Exercise directions =>
Change "railing" to "handrail" in the stretch of items from the line containing "Task: point out the satellite" through the line containing "point(75, 64)", keeping everything else the same. Give back only those lines.

-*-*-

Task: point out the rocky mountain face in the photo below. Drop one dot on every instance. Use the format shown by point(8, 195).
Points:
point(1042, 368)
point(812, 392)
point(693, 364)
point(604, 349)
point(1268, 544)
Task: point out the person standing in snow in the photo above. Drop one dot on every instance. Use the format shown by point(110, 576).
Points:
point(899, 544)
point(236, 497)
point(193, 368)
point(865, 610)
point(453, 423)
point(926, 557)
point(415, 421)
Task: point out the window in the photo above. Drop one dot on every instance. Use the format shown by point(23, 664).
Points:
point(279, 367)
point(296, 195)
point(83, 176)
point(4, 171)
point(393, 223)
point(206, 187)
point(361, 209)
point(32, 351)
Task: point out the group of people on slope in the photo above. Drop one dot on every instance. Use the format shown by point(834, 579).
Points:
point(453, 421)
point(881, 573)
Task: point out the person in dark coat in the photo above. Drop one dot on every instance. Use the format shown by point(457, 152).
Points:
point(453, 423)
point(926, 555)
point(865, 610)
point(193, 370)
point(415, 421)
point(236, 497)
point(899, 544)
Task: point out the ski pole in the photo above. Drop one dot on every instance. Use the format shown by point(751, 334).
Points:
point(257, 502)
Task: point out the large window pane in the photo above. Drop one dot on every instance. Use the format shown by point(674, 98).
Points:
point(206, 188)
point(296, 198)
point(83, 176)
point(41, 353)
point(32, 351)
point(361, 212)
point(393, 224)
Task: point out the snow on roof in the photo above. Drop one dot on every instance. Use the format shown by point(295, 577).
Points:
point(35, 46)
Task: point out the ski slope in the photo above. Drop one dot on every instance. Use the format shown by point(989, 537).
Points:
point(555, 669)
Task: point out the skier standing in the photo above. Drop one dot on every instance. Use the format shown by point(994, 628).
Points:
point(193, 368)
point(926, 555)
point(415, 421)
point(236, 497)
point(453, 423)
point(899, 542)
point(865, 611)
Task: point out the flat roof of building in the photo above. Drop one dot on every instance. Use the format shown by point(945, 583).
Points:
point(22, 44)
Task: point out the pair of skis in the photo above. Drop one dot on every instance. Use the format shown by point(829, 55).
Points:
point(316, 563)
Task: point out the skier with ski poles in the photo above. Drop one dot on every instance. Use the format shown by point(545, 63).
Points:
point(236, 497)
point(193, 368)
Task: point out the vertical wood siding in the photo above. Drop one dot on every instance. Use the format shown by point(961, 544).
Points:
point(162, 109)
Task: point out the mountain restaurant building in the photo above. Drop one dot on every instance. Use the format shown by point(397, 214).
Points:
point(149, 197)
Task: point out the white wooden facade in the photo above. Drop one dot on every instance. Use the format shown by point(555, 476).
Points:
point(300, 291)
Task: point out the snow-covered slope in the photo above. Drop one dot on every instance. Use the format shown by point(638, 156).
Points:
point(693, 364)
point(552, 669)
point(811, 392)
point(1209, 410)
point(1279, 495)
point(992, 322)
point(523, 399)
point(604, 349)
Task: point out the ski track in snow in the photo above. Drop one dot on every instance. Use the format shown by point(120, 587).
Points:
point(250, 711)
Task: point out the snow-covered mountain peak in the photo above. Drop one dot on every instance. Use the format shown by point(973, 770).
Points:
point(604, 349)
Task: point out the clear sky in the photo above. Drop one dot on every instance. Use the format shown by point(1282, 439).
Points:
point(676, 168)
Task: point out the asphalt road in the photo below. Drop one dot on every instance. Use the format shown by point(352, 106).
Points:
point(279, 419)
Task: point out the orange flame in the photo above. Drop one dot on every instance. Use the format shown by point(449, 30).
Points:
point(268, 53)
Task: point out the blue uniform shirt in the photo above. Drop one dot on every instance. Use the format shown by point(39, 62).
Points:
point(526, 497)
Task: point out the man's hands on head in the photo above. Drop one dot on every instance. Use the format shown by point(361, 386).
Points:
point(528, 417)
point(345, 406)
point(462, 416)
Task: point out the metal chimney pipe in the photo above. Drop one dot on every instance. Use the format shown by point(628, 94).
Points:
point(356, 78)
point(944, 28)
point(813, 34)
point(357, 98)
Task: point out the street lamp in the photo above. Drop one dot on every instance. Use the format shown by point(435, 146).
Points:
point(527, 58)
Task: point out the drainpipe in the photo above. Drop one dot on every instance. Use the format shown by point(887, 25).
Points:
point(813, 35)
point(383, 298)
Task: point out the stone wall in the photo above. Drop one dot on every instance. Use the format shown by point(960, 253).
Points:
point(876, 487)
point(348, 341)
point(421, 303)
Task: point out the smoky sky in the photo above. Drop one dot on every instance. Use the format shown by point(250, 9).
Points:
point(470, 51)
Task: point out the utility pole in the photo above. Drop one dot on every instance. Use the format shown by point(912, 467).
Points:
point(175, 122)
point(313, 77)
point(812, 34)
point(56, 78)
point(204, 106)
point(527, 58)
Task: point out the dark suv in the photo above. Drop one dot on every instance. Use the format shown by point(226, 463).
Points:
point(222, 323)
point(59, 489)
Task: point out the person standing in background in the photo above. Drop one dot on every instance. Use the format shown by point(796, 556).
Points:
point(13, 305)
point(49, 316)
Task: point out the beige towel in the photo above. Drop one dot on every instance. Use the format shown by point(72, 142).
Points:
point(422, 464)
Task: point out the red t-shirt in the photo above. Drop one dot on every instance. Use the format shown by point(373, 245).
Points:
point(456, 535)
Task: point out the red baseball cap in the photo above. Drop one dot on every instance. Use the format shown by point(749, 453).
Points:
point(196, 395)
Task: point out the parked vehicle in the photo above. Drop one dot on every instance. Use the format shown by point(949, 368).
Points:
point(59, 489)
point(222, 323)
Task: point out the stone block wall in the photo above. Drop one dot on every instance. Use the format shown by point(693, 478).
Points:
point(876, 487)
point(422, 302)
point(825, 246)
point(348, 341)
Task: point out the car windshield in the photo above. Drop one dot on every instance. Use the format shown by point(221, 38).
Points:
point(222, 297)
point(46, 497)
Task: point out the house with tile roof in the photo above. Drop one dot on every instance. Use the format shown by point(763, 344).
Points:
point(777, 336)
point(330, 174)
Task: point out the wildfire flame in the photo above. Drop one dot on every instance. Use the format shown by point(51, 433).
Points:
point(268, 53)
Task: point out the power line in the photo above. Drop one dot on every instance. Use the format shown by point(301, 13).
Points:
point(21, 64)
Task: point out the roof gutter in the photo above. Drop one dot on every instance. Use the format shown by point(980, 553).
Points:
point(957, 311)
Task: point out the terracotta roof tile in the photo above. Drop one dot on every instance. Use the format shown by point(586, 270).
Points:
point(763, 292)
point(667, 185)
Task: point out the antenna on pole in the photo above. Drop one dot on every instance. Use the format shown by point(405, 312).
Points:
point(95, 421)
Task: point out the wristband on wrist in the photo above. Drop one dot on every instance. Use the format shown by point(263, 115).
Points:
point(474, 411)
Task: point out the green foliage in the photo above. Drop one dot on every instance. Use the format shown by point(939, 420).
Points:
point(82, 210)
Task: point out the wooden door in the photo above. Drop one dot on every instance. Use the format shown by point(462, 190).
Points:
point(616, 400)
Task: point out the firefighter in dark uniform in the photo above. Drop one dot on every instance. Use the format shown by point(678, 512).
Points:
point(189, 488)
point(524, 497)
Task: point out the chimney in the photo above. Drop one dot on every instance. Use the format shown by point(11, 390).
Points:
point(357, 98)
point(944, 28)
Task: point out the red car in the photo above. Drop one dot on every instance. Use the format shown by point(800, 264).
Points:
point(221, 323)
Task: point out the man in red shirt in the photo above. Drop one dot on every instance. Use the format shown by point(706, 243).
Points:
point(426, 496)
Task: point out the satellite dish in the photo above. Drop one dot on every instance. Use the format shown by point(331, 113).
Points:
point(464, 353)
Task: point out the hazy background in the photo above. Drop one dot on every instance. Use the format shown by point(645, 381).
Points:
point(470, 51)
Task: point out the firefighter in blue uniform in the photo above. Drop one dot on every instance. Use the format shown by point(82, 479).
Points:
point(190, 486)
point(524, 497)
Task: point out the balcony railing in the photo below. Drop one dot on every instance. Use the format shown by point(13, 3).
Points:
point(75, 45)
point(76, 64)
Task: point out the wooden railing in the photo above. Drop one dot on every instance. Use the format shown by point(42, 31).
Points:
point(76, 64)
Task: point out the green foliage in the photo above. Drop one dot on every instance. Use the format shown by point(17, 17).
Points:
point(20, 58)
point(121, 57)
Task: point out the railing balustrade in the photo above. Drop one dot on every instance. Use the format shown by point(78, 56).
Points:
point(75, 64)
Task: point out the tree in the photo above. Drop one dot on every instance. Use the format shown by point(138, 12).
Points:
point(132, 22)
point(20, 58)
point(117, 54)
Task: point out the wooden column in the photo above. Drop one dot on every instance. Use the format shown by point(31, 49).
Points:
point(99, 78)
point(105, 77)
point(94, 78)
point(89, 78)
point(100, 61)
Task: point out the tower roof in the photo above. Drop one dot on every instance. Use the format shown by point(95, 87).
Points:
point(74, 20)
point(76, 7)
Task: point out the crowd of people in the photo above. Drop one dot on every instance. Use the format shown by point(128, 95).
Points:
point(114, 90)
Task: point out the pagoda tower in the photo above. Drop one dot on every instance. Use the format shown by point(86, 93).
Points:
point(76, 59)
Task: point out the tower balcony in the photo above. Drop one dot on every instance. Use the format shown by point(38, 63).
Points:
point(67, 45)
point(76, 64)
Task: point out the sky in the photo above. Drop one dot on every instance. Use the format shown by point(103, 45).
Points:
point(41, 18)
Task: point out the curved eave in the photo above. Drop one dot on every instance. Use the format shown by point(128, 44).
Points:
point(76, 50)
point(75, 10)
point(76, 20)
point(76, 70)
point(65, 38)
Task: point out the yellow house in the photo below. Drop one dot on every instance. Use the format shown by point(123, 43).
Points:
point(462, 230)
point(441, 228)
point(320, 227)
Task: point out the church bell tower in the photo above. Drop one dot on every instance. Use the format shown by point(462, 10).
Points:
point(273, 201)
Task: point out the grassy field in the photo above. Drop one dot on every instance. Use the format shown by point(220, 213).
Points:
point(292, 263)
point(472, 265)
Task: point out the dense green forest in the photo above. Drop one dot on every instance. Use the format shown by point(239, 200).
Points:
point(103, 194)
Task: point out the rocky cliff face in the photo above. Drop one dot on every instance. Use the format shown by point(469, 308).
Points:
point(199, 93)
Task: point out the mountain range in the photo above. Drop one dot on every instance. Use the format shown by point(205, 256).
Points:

-*-*-

Task answer =>
Task: point out the satellite dish in the photo above. Drop one dot on every instance. Use the format shown by point(331, 113).
Points:
point(464, 353)
Task: point out the hazy background in the photo above. Drop one dot on every instance. Use the format shown by point(645, 381).
Points:
point(470, 51)
Task: point out the firefighter in blue uniform in the photo above. Drop one dot on every instance. Use the format shown by point(82, 479).
Points:
point(190, 486)
point(524, 497)
Task: point out the balcony handrail in the photo below. Drop one dot on every instance. Use the format shown by point(13, 3).
Points:
point(75, 45)
point(76, 64)
Task: point out the wooden handrail in the photo above. Drop one dot on every instance. Use the format shown by point(42, 31).
Points:
point(76, 64)
Task: point out the green foliage in the photo above. Drop one dot on every instance. Use the format shown by point(17, 17).
Points:
point(20, 58)
point(121, 57)
Task: point out the handrail balustrade in the photo above. Drop one dot on every instance. Use the format shown by point(78, 56).
Points:
point(75, 64)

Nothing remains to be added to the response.